• _What you have to do_: Wherever the word "below" shows up in the data, report the line it sits in.

[Saved entries]
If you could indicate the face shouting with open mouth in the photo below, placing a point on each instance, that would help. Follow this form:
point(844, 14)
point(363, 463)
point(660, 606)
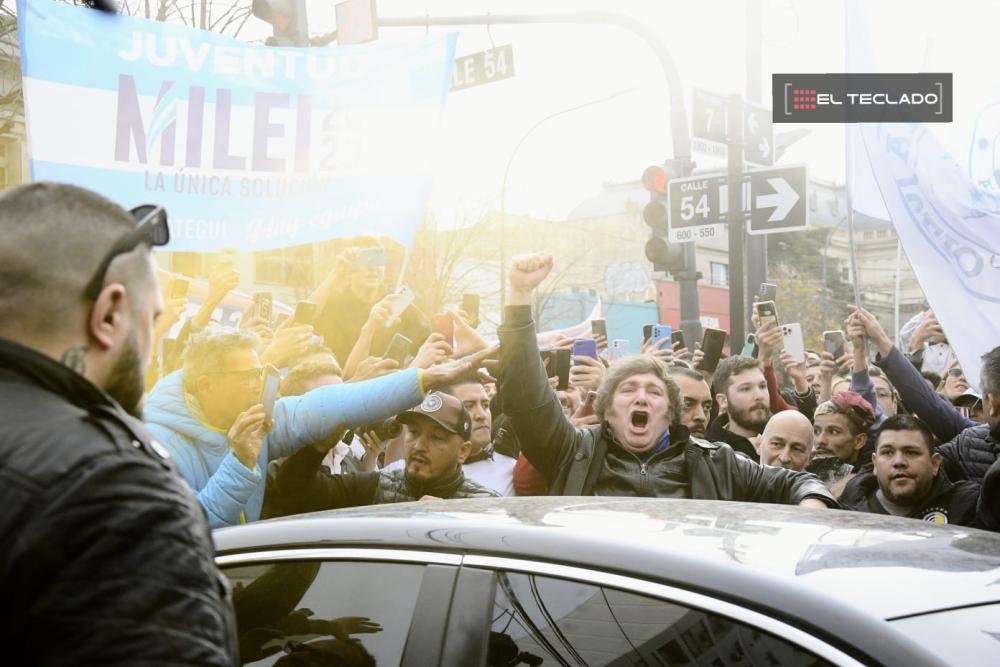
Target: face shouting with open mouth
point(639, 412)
...
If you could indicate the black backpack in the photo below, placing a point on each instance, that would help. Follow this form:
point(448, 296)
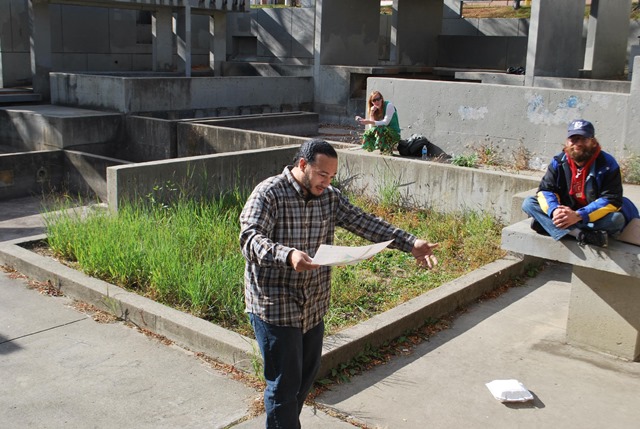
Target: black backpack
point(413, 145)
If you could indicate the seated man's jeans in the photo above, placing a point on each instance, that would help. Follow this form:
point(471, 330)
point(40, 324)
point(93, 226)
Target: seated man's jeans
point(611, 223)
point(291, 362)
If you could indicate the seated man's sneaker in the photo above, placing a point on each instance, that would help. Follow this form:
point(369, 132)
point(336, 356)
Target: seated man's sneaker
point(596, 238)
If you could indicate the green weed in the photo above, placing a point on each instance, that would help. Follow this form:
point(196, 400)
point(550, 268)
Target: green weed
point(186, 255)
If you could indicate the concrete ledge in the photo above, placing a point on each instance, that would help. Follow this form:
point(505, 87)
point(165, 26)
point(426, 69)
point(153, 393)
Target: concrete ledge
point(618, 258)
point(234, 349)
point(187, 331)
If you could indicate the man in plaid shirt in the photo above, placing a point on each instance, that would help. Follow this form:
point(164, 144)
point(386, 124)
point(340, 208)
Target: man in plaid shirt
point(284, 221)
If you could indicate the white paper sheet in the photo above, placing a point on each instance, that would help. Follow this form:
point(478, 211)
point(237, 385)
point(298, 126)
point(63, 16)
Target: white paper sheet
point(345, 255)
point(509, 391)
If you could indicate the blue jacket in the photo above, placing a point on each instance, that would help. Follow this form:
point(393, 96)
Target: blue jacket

• _Output for this exercise_:
If you could indicate the face shouting with open mouth in the photo below, placing a point on each instance, that would help. Follow this form:
If you could indicate the black backpack in the photo below, placing a point on each instance, that would help. Follow this form:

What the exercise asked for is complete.